---------- Data excerpts ----------
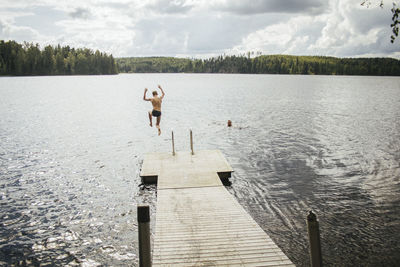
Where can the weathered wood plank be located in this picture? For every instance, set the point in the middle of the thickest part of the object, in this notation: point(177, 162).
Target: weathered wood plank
point(198, 222)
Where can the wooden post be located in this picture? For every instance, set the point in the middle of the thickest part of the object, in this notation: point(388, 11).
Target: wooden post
point(191, 141)
point(313, 236)
point(173, 144)
point(143, 215)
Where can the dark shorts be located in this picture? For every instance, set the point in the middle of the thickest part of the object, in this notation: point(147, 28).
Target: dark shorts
point(156, 113)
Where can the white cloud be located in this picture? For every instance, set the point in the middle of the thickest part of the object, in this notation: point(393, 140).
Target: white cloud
point(199, 28)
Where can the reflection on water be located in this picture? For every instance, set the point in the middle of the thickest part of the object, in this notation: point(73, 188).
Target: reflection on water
point(71, 149)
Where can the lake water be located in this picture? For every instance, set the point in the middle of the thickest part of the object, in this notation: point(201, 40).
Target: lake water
point(71, 149)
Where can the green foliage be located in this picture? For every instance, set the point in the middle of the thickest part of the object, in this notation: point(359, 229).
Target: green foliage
point(29, 59)
point(272, 64)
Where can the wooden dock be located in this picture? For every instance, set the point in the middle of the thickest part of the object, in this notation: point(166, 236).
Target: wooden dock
point(198, 222)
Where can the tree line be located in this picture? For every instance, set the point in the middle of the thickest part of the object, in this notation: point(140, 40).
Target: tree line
point(29, 59)
point(263, 64)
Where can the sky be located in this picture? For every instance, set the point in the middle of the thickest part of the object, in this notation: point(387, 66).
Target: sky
point(202, 29)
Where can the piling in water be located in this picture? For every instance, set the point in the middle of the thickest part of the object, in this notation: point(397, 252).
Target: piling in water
point(313, 236)
point(143, 216)
point(191, 141)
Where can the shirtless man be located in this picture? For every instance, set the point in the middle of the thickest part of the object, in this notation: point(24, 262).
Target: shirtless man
point(156, 102)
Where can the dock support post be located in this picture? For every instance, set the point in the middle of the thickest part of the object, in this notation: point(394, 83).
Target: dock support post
point(143, 215)
point(173, 144)
point(314, 239)
point(191, 141)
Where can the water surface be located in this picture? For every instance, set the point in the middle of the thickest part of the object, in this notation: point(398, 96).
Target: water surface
point(71, 150)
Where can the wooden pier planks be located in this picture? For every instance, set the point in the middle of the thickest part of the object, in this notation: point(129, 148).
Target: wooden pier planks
point(198, 222)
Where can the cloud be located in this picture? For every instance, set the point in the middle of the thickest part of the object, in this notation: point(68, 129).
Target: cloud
point(81, 13)
point(199, 28)
point(170, 7)
point(246, 7)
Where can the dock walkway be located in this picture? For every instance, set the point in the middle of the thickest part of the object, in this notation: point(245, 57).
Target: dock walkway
point(198, 222)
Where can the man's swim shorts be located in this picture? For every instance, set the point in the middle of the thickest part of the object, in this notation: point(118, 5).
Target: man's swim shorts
point(156, 113)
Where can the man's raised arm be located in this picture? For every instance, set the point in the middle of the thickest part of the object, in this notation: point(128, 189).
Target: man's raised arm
point(162, 91)
point(144, 96)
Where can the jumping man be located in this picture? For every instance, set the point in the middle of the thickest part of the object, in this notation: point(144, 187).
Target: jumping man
point(156, 102)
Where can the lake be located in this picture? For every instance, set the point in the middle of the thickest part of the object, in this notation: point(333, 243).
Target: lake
point(71, 150)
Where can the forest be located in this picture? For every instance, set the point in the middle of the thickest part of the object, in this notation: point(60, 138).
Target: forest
point(28, 59)
point(263, 64)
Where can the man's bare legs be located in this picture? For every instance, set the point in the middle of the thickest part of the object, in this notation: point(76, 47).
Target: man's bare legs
point(158, 124)
point(151, 119)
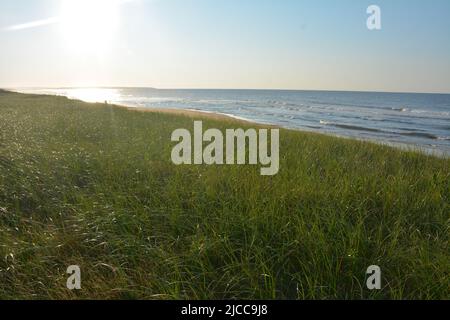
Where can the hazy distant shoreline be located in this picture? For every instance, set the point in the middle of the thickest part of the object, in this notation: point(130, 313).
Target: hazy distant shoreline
point(405, 120)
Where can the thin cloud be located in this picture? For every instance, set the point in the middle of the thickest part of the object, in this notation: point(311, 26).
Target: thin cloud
point(33, 24)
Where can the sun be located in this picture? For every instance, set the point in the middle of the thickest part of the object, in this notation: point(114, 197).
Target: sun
point(89, 26)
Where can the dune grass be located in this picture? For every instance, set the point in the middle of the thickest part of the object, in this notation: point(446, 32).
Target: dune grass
point(93, 185)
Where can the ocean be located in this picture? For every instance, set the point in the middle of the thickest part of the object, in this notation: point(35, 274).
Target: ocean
point(403, 119)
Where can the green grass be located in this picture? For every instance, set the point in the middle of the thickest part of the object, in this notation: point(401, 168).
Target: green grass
point(93, 185)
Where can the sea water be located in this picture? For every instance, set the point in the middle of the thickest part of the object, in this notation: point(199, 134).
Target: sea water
point(405, 119)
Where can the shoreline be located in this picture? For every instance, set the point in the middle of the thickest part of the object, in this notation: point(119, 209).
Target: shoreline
point(211, 115)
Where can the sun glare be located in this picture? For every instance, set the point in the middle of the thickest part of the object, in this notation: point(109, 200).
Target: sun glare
point(89, 25)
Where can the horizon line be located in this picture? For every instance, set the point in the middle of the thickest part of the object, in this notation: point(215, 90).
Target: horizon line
point(220, 89)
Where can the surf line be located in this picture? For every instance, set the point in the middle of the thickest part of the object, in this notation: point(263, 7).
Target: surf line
point(236, 148)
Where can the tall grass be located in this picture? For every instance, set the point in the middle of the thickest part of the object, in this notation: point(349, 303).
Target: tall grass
point(93, 185)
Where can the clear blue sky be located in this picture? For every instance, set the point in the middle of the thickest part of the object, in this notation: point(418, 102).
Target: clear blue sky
point(288, 44)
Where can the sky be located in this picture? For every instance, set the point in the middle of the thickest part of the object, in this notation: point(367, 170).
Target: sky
point(239, 44)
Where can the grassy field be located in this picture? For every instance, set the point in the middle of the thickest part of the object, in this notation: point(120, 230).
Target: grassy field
point(93, 185)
----------
Exercise brief:
From the listing above, return the lines starting at the one with "Where can the cloud" and ending at the one with "Where can the forest", both kept, exactly as they appear and nothing more.

Answer to this task:
Where can the cloud be located in this picture? For every instance, set the point in the middle of the thickest part of the object, in this notation: point(68, 129).
Target: cloud
point(81, 13)
point(199, 28)
point(170, 7)
point(246, 7)
Where can the dock walkway be located in this picture? For every instance, set the point in the middle of the thickest part of the object, in this notation: point(245, 57).
Target: dock walkway
point(198, 222)
Where can the man's swim shorts be located in this picture? For every instance, set the point in the middle of the thickest part of the object, in this notation: point(118, 5).
Target: man's swim shorts
point(156, 113)
Where can the man's raised arm be located in this picture? For every instance, set the point in the middle of the thickest part of the object, in this notation: point(128, 189).
Target: man's raised arm
point(162, 91)
point(144, 96)
Where can the jumping man be located in this picture? For every instance, set the point in the middle of the thickest part of the object, in this notation: point(144, 187).
Target: jumping man
point(156, 102)
Where can the lake be located in this picture? For every instance, set the point in the middle of the thickest part of the object, in this notation: point(333, 243).
Target: lake
point(71, 150)
Where can the forest be located in this picture? For every instance, set the point in the middle of the thickest part of the object, in this notation: point(60, 138).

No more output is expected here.